WORK INSTRUCTIONS. The entries below are to be returned exactly. Include all of them.

Source data:

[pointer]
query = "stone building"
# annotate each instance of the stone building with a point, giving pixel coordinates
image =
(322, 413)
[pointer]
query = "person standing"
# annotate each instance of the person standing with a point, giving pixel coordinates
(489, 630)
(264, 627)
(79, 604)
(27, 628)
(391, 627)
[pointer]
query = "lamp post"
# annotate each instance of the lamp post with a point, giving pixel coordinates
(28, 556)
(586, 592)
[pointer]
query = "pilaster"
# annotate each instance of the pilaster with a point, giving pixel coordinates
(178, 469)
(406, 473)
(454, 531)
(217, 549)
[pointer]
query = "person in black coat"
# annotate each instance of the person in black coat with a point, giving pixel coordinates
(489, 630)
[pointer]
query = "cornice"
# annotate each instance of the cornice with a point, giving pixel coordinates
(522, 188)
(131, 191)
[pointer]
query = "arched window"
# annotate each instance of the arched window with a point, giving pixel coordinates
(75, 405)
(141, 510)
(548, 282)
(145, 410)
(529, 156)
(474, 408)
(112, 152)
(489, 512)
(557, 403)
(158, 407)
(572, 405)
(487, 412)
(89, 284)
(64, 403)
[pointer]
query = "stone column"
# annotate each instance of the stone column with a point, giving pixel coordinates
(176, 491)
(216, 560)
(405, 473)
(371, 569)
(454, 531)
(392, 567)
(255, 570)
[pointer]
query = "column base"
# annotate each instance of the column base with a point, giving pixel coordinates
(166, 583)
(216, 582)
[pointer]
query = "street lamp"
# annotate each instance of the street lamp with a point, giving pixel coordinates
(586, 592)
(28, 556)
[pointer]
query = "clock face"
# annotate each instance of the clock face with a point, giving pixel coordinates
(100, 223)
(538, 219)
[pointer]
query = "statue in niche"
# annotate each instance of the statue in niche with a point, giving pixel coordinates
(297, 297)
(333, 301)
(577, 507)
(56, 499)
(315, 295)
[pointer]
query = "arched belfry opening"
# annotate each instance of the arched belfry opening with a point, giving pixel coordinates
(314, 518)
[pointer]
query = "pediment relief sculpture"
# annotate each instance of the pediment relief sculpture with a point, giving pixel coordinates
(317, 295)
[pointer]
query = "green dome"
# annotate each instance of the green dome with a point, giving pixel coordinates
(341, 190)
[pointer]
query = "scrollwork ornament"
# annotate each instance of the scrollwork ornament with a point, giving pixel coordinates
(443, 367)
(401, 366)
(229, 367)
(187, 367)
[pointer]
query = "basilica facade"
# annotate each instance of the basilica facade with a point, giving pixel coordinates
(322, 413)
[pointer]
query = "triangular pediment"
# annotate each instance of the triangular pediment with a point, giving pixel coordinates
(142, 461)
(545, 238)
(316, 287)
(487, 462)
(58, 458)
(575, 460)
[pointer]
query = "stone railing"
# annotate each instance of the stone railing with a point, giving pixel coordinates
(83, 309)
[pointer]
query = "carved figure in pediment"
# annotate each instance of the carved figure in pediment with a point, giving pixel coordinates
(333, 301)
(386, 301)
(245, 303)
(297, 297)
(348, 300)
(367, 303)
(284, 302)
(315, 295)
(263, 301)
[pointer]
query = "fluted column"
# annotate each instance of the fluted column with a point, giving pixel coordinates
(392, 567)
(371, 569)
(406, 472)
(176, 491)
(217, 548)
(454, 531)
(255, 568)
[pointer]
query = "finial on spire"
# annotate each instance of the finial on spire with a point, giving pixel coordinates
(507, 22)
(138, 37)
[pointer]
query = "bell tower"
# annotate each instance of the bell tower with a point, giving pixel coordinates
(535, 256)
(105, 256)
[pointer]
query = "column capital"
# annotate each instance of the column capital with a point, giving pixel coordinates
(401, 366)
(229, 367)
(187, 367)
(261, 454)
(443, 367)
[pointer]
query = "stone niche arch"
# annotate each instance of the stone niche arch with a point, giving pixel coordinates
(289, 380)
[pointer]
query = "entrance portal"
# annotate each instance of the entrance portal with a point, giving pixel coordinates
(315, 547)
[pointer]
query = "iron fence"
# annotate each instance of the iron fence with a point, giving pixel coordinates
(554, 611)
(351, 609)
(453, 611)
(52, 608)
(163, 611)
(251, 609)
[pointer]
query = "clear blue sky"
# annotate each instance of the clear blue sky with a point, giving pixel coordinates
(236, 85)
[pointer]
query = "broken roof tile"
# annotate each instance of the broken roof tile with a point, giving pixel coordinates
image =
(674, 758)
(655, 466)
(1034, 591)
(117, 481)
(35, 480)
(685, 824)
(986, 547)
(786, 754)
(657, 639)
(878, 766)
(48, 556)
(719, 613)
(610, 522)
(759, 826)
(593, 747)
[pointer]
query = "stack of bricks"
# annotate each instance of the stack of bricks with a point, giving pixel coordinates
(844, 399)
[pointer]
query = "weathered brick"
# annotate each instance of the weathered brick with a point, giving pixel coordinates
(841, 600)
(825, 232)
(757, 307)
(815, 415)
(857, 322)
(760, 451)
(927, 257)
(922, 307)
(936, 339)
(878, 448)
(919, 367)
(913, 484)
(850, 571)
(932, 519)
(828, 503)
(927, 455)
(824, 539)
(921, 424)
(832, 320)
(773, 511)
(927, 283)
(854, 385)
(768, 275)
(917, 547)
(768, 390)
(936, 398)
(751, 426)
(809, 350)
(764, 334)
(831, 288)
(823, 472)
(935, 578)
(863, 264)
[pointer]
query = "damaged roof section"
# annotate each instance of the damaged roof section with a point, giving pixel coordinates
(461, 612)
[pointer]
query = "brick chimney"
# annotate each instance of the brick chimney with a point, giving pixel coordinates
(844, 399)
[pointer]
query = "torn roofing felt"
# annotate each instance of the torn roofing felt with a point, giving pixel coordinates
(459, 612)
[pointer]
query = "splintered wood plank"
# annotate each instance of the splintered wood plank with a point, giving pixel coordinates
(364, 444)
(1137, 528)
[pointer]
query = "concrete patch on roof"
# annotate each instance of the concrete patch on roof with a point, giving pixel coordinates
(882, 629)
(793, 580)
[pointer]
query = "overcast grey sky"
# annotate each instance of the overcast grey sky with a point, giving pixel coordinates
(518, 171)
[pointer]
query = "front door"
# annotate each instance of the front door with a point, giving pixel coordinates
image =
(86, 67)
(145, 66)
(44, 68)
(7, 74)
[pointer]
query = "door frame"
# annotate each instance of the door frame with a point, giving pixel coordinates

SOLVED EXERCISE.
[pointer]
query = "stone building"
# annotate each instance of the stone building with a point, giving pixel coordinates
image =
(322, 413)
[pointer]
query = "person standing"
# annotate each instance of the person standing with a point, giving pixel coordinates
(489, 630)
(264, 627)
(79, 604)
(27, 628)
(391, 627)
[pointer]
query = "lamp post"
# annotate each instance of the lamp post with a point, giving pixel coordinates
(28, 556)
(586, 592)
[pointer]
query = "pilaster"
# annotate each instance of the pilaster with a point, giving pixel coordinates
(178, 469)
(406, 473)
(454, 531)
(217, 549)
[pointer]
query = "person in black coat"
# annotate each instance of the person in black coat with a point, giving pixel coordinates
(489, 630)
[pointer]
query = "cornice"
# annotate each instance of the cornice with a point, giving pixel coordinates
(522, 188)
(131, 191)
[pointer]
query = "arched window"
# annotate each instance of the arched window with a point, giving pixel coordinates
(75, 405)
(141, 510)
(548, 282)
(145, 410)
(529, 156)
(474, 408)
(112, 152)
(489, 512)
(557, 403)
(158, 407)
(572, 405)
(487, 412)
(89, 284)
(64, 403)
[pointer]
query = "stone column"
# annotate each instance of the stone column with a point, giving pixel coordinates
(176, 491)
(216, 560)
(405, 473)
(371, 569)
(454, 531)
(392, 567)
(255, 570)
[pointer]
query = "column base"
# annotate each instance of the column base with a point, giving pixel coordinates
(166, 583)
(216, 582)
[pointer]
query = "street lamp"
# annotate each instance of the street lamp with a point, giving pixel coordinates
(586, 592)
(28, 556)
[pointer]
query = "clock face"
# annotate each instance of the clock face with a point, giving pixel coordinates
(100, 223)
(538, 219)
[pointer]
query = "statue in niche"
# annotate each instance of the statue in niche with a point, giving pixel coordinates
(297, 297)
(333, 301)
(577, 507)
(56, 499)
(315, 295)
[pointer]
query = "arched belfry opening"
# annotate each instance of the arched belfry opening with a point, giving pixel coordinates
(314, 518)
[pointer]
query = "pediment relief sculpture"
# annotate each instance of the pediment relief sculpture with a point, giving pixel coordinates
(317, 295)
[pointer]
query = "green dome"
# annotate each instance of the green dome with a point, giving pixel coordinates
(341, 190)
[pointer]
query = "scrollwork ornament"
# annotate each instance of the scrollwork ornament with a point, giving pixel coordinates
(443, 367)
(401, 366)
(229, 367)
(187, 367)
[pointer]
query = "basilica facade"
# annotate each instance of the basilica facade with a point, giving pixel coordinates
(322, 413)
[pointer]
query = "triangular pediment"
# annotate each instance of the triangular pediment with a point, giving pixel coordinates
(142, 461)
(545, 238)
(316, 287)
(487, 462)
(58, 458)
(575, 460)
[pointer]
query = "stone railing"
# annotate each instance of the stone railing with a point, giving pixel coordinates
(83, 309)
[pointer]
query = "carved figure in pediment"
# annotate each instance of the carved figure in pediment with a point, giving pixel coordinates
(333, 301)
(386, 301)
(245, 303)
(297, 297)
(348, 300)
(367, 303)
(284, 302)
(315, 295)
(263, 301)
[pointer]
query = "fluted column"
# annotate each instance of the fluted column with a point, giving pixel coordinates
(392, 567)
(371, 569)
(406, 472)
(176, 491)
(217, 548)
(454, 531)
(255, 568)
[pointer]
query = "finial on spire"
# annotate each instance of the finial on spire with a point, giving pixel coordinates
(507, 22)
(138, 37)
[pointer]
query = "bell tower"
# annotate each instance of the bell tower with a point, giving pixel coordinates
(535, 256)
(105, 256)
[pointer]
query = "column capital"
# annotate each instance of the column capital with a point, giving pixel coordinates
(401, 366)
(229, 367)
(187, 367)
(261, 454)
(443, 367)
[pointer]
query = "stone niche arch"
# annotate each instance of the stone niche arch with a point, giving pixel coordinates
(289, 380)
[pointer]
query = "entrance portal"
# annotate each instance of the entrance portal with a point, giving pixel coordinates
(315, 547)
[pointer]
query = "iron fence"
# annotate each instance of the iron fence with a point, giving pixel coordinates
(554, 611)
(351, 609)
(453, 611)
(52, 608)
(163, 611)
(251, 609)
[pointer]
query = "clear blue sky"
# annotate each instance of the clear blue sky with a point, giving pixel coordinates
(236, 85)
[pointer]
query = "broken roof tile"
# annotate each instance of the broken roof tile with a point, giving pixel coordinates
image =
(674, 758)
(655, 466)
(1034, 591)
(117, 481)
(35, 480)
(685, 824)
(986, 547)
(786, 754)
(657, 639)
(878, 766)
(48, 556)
(719, 613)
(610, 522)
(759, 826)
(593, 747)
[pointer]
query = "stack of bricks"
# annotate each instance of the stack of bricks with a point, giving pixel coordinates
(844, 399)
[pointer]
query = "weathered brick"
# annotate each instance of the weathered brick with a point, giving pixel coordinates
(841, 600)
(825, 232)
(757, 307)
(815, 415)
(857, 322)
(760, 451)
(927, 257)
(922, 307)
(936, 339)
(878, 448)
(919, 367)
(913, 484)
(850, 571)
(932, 519)
(828, 503)
(927, 455)
(824, 539)
(921, 424)
(832, 320)
(773, 511)
(927, 283)
(854, 385)
(768, 275)
(917, 547)
(768, 390)
(936, 398)
(751, 426)
(809, 350)
(764, 334)
(831, 288)
(823, 472)
(935, 578)
(863, 264)
[pointer]
query = "damaged roof section"
# annotate each instance of the damaged roof section with a point, giving pixel coordinates
(461, 612)
[pointer]
query = "brick chimney"
# annotate each instance of the brick chimney with a point, giving pixel coordinates
(844, 399)
[pointer]
query = "torn roofing felt"
# annotate each instance of the torn roofing felt with a point, giving pixel coordinates
(459, 612)
[pointer]
query = "splintered wood plank"
# annotate each instance of the splintered wood plank with a point, giving pixel coordinates
(364, 444)
(1137, 528)
[pointer]
query = "concrete patch on roof"
# annotate each instance of the concrete patch on roof with a point, giving pixel coordinates
(882, 629)
(793, 580)
[pointer]
query = "overcast grey sky"
# annotate each instance of the overcast grey sky with a point, giving pixel coordinates
(518, 171)
[pointer]
query = "front door"
# annotate each instance of the front door with a point, giving pixel coordinates
image =
(86, 67)
(145, 66)
(44, 68)
(7, 74)
[pointer]
query = "door frame"
# annotate each instance of the door frame with a point, giving pixel coordinates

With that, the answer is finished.